_WORK INSTRUCTIONS_: Write out, character for character, the lines below that start with the line containing "If the helmet" and continue through the line containing "[0,162,213,418]", including both of those lines.

_DATA SECTION_:
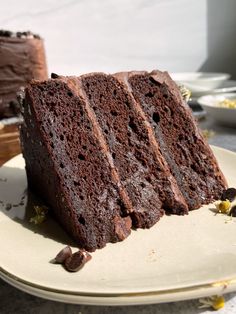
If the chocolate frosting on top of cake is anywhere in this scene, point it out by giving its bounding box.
[0,31,48,118]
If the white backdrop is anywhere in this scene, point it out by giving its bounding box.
[0,0,236,75]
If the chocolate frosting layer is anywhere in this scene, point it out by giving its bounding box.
[0,36,48,118]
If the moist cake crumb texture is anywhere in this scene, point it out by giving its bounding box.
[21,71,226,251]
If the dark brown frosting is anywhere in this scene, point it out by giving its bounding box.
[0,33,48,118]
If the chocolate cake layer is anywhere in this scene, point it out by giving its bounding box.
[0,30,48,119]
[21,80,131,251]
[127,71,226,209]
[81,73,187,228]
[21,71,229,251]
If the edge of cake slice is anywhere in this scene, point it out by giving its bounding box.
[126,70,227,210]
[20,78,131,251]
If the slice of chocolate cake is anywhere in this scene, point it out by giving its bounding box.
[21,71,226,251]
[0,30,48,119]
[121,71,226,210]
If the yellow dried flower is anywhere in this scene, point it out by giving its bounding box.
[216,200,231,215]
[179,85,191,102]
[202,129,215,140]
[199,295,225,311]
[218,99,236,109]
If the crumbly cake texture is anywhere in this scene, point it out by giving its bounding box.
[0,30,48,119]
[21,71,227,251]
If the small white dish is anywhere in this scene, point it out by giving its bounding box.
[198,93,236,127]
[170,72,230,94]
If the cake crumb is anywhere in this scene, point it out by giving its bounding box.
[30,205,48,225]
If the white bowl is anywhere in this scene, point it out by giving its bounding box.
[198,93,236,127]
[170,72,230,93]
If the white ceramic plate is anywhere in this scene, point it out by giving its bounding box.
[198,93,236,127]
[170,72,230,94]
[0,148,236,305]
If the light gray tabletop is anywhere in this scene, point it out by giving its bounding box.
[0,113,236,314]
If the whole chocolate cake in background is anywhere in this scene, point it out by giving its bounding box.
[0,30,48,119]
[18,71,227,251]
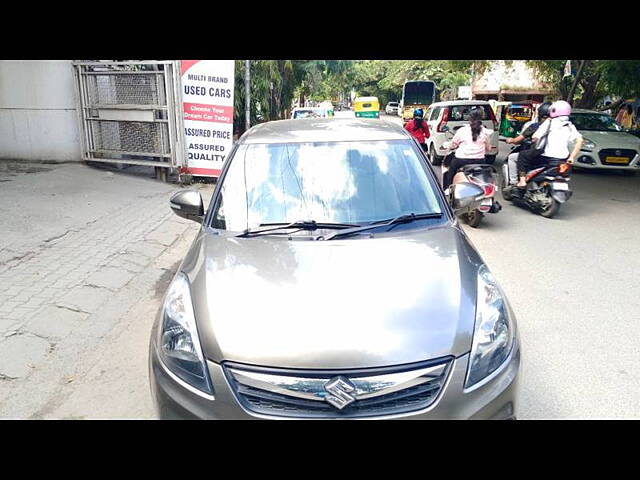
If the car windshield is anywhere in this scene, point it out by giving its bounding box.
[449,105,491,122]
[569,113,622,132]
[212,140,442,231]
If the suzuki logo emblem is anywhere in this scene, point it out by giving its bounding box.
[324,377,356,410]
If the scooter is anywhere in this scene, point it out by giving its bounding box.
[502,148,573,218]
[442,152,502,228]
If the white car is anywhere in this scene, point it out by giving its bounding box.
[384,102,398,115]
[569,109,640,172]
[424,100,499,165]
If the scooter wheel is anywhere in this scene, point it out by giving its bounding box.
[466,210,484,228]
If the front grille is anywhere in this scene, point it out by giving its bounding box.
[224,358,452,418]
[598,148,638,165]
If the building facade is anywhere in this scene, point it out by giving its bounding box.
[471,60,553,102]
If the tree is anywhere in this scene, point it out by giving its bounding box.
[527,60,640,110]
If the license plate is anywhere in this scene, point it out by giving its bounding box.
[607,157,629,165]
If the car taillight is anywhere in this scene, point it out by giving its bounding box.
[436,108,449,132]
[558,163,571,175]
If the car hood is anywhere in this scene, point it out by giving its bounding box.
[182,226,482,369]
[579,130,640,150]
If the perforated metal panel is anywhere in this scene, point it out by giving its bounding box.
[74,61,183,168]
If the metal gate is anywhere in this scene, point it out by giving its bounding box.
[74,61,184,180]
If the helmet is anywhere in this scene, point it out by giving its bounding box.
[549,100,571,118]
[538,102,553,119]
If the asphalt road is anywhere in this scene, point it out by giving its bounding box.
[372,112,640,419]
[5,112,640,419]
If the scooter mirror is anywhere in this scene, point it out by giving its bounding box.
[451,182,484,215]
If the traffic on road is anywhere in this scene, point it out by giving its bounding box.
[0,60,640,420]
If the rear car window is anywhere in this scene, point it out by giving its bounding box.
[449,105,491,122]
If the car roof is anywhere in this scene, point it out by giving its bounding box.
[430,100,490,107]
[571,108,606,115]
[239,118,410,144]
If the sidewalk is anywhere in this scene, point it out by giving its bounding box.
[0,162,213,418]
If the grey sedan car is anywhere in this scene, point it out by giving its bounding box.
[149,119,520,419]
[570,109,640,172]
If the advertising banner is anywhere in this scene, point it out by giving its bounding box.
[180,60,235,177]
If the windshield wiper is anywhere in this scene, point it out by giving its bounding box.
[316,212,442,240]
[236,220,360,237]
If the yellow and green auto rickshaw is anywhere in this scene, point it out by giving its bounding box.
[353,97,380,118]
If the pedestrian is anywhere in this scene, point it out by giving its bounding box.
[404,108,431,152]
[620,103,633,130]
[442,108,493,190]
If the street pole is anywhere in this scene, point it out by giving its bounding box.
[244,60,251,130]
[567,60,587,105]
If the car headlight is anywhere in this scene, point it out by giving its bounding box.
[465,265,515,388]
[158,272,213,395]
[580,138,596,152]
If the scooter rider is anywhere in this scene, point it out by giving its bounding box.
[404,108,431,152]
[506,102,551,185]
[442,108,493,190]
[517,100,583,188]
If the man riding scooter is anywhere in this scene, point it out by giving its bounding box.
[504,102,552,186]
[502,100,583,218]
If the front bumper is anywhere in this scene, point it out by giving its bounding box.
[149,342,520,420]
[574,149,640,170]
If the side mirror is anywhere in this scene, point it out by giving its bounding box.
[451,182,484,215]
[169,190,204,223]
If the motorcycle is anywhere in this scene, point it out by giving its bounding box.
[442,152,502,228]
[502,148,573,218]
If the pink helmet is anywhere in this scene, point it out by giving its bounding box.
[549,100,571,118]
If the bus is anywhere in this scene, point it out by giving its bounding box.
[398,80,436,123]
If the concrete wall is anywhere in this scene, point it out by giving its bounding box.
[472,60,549,94]
[0,60,81,161]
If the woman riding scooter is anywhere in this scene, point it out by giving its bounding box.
[442,108,493,190]
[404,108,431,152]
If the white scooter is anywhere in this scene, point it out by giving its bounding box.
[442,150,502,228]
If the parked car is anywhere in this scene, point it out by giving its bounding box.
[149,118,520,419]
[424,100,499,165]
[569,109,640,172]
[384,102,400,115]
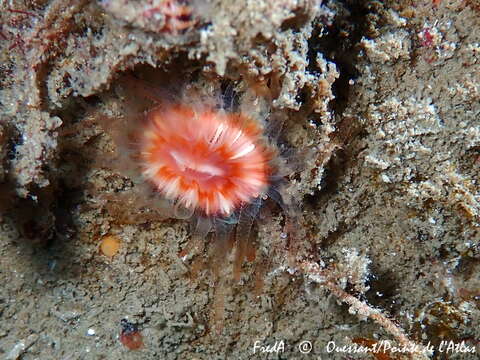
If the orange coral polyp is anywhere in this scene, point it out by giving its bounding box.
[140,105,273,216]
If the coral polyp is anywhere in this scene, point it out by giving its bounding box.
[139,105,274,217]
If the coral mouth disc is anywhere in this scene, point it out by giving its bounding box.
[140,105,273,216]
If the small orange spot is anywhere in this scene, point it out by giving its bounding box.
[100,235,120,257]
[120,319,143,350]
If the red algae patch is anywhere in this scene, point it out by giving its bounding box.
[140,105,273,216]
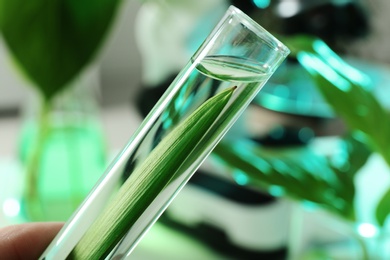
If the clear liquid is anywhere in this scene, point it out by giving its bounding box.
[38,56,271,259]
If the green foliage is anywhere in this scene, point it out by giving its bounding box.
[285,36,390,225]
[0,0,120,100]
[213,136,370,220]
[71,88,235,259]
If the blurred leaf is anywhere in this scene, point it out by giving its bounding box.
[287,37,390,165]
[213,136,370,220]
[0,0,120,99]
[287,34,390,225]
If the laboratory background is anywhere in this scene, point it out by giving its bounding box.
[0,0,390,260]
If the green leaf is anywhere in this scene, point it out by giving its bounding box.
[0,0,120,99]
[213,136,370,220]
[375,189,390,226]
[286,37,390,165]
[70,88,235,260]
[285,36,390,225]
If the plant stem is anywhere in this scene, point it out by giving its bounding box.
[24,99,51,219]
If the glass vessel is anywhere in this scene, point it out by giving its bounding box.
[40,6,289,259]
[19,68,107,221]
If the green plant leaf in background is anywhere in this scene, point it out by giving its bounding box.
[285,36,390,225]
[69,87,235,260]
[0,0,120,100]
[213,135,371,221]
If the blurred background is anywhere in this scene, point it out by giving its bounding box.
[0,0,390,259]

_EXERCISE SOLUTION_:
If the helmet is anywhere in this scene, point it out by giving its bounding box.
[549,100,571,118]
[538,102,553,119]
If the asphalt road is anywhere in this scene, point it out by giving its bounding box.
[372,112,640,419]
[5,112,640,419]
If the scooter mirror is anywhere in this scene, point it out by giving its bounding box.
[451,182,484,215]
If the traffic on road is anywhere in this scene, point it out by giving its bounding box.
[0,60,640,420]
If the rear car window is anywhere in this scene, point it out by giving its bounding box.
[449,105,491,122]
If the car roof is anywhere in this scene, point it out by giving its bounding box.
[430,100,490,107]
[571,108,606,115]
[239,118,410,144]
If the sidewalk is anywhere in this scene, point it out by giving its bounding box.
[0,162,213,418]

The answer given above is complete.